Problem requirements
Can you lay out the rows below as a numbered list, from the line with "GET /bbox?q=car door" up to and including the line with "[293,218,333,260]", leaving out any blank lines?

Stored data entries

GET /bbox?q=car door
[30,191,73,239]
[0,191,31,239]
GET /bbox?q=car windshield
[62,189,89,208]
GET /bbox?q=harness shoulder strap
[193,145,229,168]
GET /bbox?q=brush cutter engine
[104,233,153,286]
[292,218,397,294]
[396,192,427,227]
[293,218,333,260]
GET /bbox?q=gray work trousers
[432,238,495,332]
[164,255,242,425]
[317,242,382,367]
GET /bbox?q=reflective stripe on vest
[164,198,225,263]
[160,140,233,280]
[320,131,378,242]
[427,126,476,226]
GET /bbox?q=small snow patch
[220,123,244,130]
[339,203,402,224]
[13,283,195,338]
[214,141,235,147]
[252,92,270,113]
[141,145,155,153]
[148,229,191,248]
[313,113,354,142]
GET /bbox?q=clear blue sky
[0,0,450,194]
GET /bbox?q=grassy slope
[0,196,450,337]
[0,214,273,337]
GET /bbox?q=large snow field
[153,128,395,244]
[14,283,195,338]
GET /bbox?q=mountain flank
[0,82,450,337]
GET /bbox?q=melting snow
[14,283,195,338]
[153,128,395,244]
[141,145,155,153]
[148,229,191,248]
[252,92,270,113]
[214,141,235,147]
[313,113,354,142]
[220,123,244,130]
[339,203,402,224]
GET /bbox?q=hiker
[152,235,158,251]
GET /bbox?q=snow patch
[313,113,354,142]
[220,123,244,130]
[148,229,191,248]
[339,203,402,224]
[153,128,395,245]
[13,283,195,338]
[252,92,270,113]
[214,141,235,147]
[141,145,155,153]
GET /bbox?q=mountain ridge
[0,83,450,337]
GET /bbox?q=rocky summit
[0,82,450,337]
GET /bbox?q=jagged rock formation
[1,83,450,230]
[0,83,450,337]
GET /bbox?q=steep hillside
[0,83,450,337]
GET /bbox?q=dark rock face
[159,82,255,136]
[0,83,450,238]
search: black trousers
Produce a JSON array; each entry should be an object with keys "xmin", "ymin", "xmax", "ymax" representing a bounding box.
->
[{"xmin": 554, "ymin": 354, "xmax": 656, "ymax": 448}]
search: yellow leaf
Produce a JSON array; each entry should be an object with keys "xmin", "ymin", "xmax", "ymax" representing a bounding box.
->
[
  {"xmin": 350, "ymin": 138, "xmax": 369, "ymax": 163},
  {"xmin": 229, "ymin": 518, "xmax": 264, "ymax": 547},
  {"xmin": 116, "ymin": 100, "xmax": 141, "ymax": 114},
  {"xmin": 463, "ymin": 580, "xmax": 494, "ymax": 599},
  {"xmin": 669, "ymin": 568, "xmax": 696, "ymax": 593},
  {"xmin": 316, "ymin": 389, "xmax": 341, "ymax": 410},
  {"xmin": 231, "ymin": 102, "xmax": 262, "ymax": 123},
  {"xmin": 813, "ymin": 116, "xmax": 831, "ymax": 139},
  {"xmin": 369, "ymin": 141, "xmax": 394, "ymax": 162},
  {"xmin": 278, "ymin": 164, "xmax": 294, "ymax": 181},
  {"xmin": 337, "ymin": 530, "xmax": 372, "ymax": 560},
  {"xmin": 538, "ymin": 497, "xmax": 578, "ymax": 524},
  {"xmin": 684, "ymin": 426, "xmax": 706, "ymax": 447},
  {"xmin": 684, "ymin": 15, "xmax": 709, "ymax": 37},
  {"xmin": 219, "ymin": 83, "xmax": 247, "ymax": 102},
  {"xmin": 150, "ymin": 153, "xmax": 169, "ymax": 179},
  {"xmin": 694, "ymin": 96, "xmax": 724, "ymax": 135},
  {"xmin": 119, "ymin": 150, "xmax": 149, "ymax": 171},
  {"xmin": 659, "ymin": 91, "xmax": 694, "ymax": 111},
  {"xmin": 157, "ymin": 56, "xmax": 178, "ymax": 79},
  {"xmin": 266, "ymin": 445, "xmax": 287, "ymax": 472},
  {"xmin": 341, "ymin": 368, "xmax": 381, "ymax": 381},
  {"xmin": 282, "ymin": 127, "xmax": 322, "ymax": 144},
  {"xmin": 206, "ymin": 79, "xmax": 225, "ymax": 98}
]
---
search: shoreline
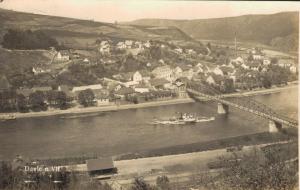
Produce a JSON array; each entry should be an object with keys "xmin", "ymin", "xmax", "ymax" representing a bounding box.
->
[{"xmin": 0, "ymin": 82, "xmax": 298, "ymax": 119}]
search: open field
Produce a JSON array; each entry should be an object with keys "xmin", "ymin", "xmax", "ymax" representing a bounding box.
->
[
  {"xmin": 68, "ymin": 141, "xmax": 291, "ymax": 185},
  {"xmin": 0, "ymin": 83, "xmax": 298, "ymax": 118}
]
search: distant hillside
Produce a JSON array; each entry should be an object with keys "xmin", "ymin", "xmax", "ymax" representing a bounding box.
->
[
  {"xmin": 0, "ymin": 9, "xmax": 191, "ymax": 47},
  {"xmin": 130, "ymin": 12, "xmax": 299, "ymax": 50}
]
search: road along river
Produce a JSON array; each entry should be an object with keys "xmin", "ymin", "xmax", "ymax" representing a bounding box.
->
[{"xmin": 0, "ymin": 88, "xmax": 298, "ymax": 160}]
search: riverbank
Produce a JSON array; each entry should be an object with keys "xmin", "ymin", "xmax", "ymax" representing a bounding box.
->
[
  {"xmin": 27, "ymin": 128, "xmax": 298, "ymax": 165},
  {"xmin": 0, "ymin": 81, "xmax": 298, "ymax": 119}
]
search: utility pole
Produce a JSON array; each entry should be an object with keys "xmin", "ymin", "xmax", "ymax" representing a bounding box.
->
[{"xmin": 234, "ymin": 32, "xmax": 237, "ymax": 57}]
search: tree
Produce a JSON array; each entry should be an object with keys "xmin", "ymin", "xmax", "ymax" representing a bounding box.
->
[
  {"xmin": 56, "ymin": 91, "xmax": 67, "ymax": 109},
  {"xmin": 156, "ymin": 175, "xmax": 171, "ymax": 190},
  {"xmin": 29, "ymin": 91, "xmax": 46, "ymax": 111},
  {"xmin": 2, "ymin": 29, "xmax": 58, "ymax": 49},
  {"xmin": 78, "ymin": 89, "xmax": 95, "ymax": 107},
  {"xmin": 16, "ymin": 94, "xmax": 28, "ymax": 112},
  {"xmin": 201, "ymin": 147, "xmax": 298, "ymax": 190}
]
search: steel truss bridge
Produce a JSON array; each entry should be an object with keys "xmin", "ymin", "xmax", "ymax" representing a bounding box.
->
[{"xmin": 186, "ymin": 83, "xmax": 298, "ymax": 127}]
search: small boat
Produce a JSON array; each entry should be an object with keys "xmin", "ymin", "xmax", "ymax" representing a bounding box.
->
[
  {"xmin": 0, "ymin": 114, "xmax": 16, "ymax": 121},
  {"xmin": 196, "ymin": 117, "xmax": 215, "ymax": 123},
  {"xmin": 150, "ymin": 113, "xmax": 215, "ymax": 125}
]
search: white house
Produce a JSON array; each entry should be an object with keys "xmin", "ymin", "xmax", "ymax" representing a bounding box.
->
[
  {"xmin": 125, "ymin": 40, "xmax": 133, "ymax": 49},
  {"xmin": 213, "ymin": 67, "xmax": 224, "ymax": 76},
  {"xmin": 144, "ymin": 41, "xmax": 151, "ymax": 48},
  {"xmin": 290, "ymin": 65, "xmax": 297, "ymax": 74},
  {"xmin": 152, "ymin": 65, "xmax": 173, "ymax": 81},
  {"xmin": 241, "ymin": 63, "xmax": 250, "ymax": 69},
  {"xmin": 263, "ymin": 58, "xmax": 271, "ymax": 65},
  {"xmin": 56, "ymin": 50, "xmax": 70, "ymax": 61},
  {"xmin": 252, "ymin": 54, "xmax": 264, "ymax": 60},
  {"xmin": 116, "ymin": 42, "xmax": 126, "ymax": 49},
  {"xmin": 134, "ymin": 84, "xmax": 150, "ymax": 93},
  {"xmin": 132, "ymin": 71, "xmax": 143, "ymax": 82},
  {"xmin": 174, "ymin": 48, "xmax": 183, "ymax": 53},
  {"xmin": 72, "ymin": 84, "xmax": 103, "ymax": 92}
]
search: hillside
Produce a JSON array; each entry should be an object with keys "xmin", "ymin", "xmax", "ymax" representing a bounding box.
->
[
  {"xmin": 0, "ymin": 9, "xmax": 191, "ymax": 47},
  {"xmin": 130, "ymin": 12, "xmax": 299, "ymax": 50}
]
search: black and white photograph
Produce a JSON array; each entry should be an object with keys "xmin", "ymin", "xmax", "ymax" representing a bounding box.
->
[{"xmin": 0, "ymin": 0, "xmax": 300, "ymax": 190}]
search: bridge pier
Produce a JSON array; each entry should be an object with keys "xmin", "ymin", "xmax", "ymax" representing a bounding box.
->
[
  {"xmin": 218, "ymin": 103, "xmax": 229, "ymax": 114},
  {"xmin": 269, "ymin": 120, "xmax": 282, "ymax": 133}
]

Written solution
1. GET /bbox?q=car door
2. [30,191,73,239]
3. [0,191,31,239]
4. GET /bbox?q=car windshield
5. [62,189,89,208]
6. GET /bbox?q=harness shoulder strap
7. [193,145,229,168]
8. GET /bbox?q=brush cutter engine
9. [104,233,153,286]
10. [292,218,397,294]
11. [396,192,427,227]
12. [293,218,333,260]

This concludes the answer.